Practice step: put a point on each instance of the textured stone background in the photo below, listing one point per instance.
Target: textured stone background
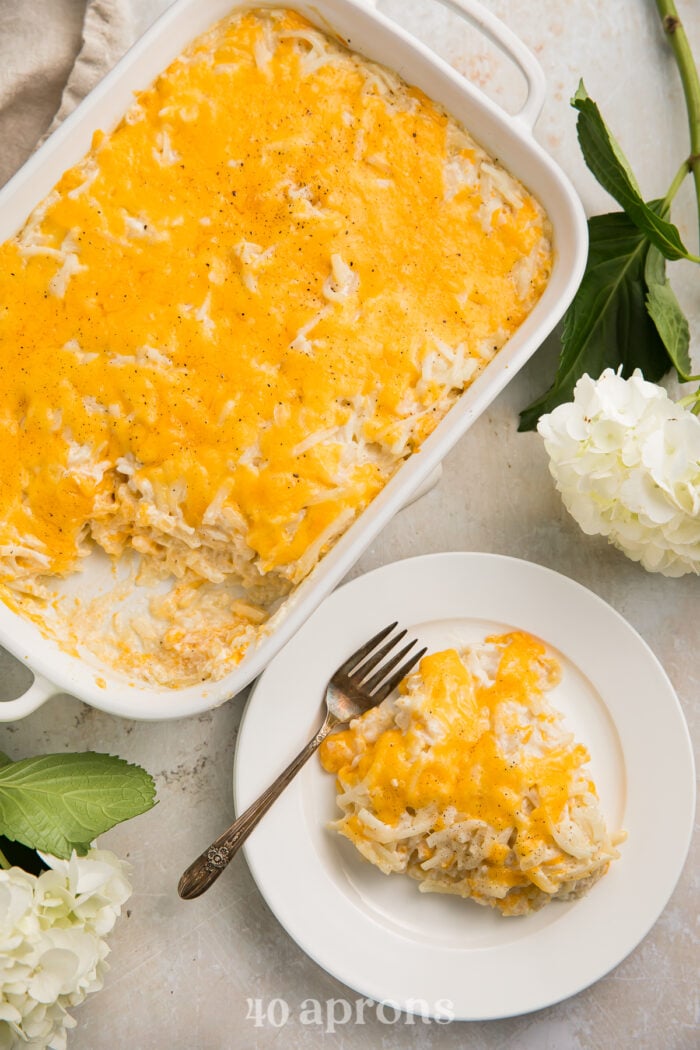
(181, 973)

★ ★ ★ ★

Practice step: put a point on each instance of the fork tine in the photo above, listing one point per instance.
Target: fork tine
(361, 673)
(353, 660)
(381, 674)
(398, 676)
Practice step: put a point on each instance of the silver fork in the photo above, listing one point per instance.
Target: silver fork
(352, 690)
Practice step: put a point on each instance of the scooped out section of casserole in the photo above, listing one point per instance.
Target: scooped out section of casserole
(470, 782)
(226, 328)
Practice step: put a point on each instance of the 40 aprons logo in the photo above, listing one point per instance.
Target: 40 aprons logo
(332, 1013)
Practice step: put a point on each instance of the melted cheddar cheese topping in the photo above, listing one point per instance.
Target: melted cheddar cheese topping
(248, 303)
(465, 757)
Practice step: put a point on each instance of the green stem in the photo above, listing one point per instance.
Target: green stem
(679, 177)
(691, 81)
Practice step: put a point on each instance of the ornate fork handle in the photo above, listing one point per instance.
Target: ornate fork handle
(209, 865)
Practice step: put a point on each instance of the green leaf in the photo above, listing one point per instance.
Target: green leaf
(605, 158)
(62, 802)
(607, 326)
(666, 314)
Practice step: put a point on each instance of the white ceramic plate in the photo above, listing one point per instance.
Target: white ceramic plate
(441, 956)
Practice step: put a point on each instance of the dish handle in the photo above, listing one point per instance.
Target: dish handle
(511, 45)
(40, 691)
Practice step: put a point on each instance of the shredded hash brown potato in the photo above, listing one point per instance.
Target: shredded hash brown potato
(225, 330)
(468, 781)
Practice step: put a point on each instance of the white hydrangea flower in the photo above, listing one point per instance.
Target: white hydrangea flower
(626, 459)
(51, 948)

★ ★ ★ ★

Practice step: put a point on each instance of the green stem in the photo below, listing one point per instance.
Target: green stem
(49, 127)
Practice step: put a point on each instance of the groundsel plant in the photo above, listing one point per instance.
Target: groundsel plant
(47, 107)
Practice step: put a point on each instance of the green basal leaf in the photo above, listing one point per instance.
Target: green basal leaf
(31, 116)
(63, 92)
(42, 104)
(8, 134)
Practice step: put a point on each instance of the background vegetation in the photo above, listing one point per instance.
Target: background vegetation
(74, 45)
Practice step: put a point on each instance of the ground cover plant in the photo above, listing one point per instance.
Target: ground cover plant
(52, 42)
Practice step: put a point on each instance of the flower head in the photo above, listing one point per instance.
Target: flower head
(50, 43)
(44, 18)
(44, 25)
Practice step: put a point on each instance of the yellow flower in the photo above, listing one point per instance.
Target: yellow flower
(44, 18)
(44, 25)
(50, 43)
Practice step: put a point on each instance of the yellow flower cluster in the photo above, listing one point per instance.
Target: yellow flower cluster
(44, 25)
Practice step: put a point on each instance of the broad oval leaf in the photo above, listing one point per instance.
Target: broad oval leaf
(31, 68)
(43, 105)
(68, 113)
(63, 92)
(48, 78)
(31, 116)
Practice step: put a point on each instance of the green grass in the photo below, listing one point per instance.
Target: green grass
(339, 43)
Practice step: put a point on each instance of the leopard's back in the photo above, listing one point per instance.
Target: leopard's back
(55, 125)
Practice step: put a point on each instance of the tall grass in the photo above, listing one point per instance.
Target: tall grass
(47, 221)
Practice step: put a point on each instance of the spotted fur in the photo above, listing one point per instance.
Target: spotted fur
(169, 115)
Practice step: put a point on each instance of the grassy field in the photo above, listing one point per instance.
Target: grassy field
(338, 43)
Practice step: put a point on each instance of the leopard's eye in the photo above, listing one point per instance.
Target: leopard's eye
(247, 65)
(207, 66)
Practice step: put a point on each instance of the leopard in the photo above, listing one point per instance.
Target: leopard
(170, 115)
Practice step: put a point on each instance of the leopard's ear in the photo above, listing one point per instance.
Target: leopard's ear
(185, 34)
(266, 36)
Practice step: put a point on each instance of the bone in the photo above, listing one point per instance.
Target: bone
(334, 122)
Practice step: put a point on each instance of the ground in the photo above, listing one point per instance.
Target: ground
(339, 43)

★ ★ ★ ★

- **Assigned task**: Copy each line of the data that contains the word "below", leaving the other lines out.

- **Written answer**:
Practice step: put a point on each instance of the textured stone background in the photo below, listing one point per instance.
Practice step: put a point on each instance of the green stem in the photo below, listing one point per instance.
Practice step: put a point on each instance of the green grass in the photo below, listing one point per instance.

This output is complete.